Data to use START
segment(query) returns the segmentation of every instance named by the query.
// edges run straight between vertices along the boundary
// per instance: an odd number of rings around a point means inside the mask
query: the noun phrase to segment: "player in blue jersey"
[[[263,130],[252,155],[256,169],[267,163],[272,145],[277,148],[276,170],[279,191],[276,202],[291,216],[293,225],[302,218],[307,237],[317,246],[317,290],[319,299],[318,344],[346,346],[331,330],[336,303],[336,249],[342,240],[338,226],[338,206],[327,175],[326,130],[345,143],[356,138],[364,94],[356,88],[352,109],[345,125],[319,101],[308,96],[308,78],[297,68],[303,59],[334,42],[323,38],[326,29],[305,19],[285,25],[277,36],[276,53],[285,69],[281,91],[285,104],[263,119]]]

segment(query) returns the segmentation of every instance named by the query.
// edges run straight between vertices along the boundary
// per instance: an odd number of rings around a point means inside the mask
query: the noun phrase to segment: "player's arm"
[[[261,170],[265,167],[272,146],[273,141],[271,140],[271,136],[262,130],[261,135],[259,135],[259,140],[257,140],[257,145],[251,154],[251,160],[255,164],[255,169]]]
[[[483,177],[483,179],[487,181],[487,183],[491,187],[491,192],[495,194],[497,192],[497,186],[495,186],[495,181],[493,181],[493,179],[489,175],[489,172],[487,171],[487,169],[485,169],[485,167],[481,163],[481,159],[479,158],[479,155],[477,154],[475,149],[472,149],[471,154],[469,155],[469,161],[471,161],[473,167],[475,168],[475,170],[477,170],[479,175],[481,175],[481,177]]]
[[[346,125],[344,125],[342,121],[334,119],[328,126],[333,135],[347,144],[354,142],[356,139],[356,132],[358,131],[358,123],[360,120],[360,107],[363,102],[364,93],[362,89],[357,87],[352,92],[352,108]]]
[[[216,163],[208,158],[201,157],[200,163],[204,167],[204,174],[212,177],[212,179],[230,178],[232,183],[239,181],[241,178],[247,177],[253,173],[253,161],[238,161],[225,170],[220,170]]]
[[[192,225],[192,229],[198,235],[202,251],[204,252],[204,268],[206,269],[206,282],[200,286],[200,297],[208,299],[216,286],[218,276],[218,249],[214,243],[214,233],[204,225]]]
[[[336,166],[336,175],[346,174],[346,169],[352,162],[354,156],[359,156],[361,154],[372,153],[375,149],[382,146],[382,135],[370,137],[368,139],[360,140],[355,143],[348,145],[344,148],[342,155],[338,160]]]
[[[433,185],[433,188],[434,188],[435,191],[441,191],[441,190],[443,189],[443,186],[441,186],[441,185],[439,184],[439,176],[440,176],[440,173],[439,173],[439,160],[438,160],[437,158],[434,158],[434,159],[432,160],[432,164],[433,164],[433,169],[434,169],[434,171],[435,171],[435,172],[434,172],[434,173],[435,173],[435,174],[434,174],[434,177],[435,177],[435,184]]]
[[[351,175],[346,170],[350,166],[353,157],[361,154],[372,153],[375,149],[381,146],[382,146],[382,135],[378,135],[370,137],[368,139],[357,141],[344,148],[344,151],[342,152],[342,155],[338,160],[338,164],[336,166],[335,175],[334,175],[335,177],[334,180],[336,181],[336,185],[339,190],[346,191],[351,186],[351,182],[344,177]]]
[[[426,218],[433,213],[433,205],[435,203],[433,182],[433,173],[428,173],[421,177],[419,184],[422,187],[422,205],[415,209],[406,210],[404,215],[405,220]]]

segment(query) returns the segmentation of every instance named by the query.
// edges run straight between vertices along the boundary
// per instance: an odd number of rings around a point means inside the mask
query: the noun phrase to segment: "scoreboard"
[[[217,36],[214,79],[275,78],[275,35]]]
Data to use END
- What is required:
Each line of the data should be given back exactly.

- Exercise result:
segment(query) returns the segmentation of every instance named by the query.
// edges run straight between vertices along the boundary
// per instance: an odd number of rings around a point means inside the mask
query: the noun phrase to segment: "player in blue jersey"
[[[263,130],[252,155],[256,169],[267,163],[272,145],[277,148],[276,170],[279,191],[276,202],[291,216],[293,225],[302,218],[307,237],[317,246],[317,290],[319,299],[318,344],[346,346],[331,330],[336,303],[336,249],[342,240],[338,226],[338,206],[327,175],[326,130],[345,143],[356,138],[364,94],[356,88],[352,109],[345,125],[319,101],[308,96],[308,78],[297,68],[303,59],[334,42],[323,38],[326,29],[305,19],[285,25],[277,36],[276,53],[285,69],[281,91],[285,104],[263,119]]]

segment(query) returns the segmentation of every instance named by the query.
// edges run straight between vertices along the boundary
// per instance: an odd number of rings around a point means inside the mask
query: the noun phrase to segment: "player's arm"
[[[261,170],[265,167],[272,146],[273,141],[271,140],[271,136],[262,130],[261,135],[259,135],[259,140],[257,140],[257,145],[251,154],[251,160],[255,164],[255,169]]]
[[[483,177],[483,179],[487,181],[487,183],[491,187],[491,192],[495,194],[497,192],[497,186],[495,186],[495,181],[493,181],[493,179],[489,175],[489,172],[487,171],[487,169],[485,169],[485,167],[481,163],[481,159],[479,158],[479,155],[477,154],[475,149],[472,149],[471,154],[469,155],[469,161],[471,161],[473,167],[475,168],[475,170],[477,170],[479,175],[481,175],[481,177]]]
[[[346,125],[344,125],[342,121],[334,119],[328,126],[333,135],[347,144],[354,142],[356,139],[356,132],[358,131],[358,123],[360,120],[360,107],[363,102],[364,93],[362,89],[357,87],[352,92],[352,108]]]
[[[216,163],[208,158],[201,157],[200,163],[204,167],[204,174],[212,177],[212,179],[230,178],[232,183],[239,181],[241,178],[247,177],[253,173],[253,161],[238,161],[225,170],[220,170]]]
[[[192,225],[192,229],[198,235],[202,251],[204,252],[204,268],[206,269],[206,282],[200,286],[200,297],[208,299],[216,286],[218,276],[218,249],[214,243],[214,233],[204,225]]]
[[[336,166],[336,175],[346,174],[346,169],[352,162],[354,156],[359,156],[361,154],[372,153],[375,149],[382,146],[382,135],[370,137],[368,139],[360,140],[355,143],[348,145],[344,148],[342,155],[338,160]]]
[[[433,185],[433,188],[434,188],[435,191],[441,191],[441,190],[443,189],[443,186],[441,186],[441,185],[439,184],[439,176],[440,176],[440,173],[439,173],[439,160],[438,160],[437,158],[434,158],[434,159],[432,160],[432,164],[433,164],[433,169],[434,169],[434,171],[435,171],[435,172],[434,172],[434,173],[435,173],[435,174],[434,174],[434,177],[435,177],[435,184]]]
[[[351,175],[346,170],[350,166],[353,157],[361,154],[372,153],[375,149],[381,146],[382,146],[382,135],[378,135],[370,137],[368,139],[357,141],[344,148],[344,151],[342,152],[342,155],[338,160],[338,164],[336,166],[335,175],[334,175],[335,177],[334,180],[336,181],[336,185],[339,190],[346,191],[351,186],[351,182],[344,177]]]
[[[426,218],[433,213],[433,205],[435,203],[433,182],[433,173],[428,173],[421,177],[419,184],[422,187],[422,205],[415,209],[406,210],[404,215],[405,220]]]

segment(query) returns the segmentation of every instance named by the query.
// edges run straight between vertices along the boundary
// per instance: an odd number of rings around a point means inside the mask
query: the noun phrase to segment: "scoreboard"
[[[217,36],[214,79],[275,78],[275,35]]]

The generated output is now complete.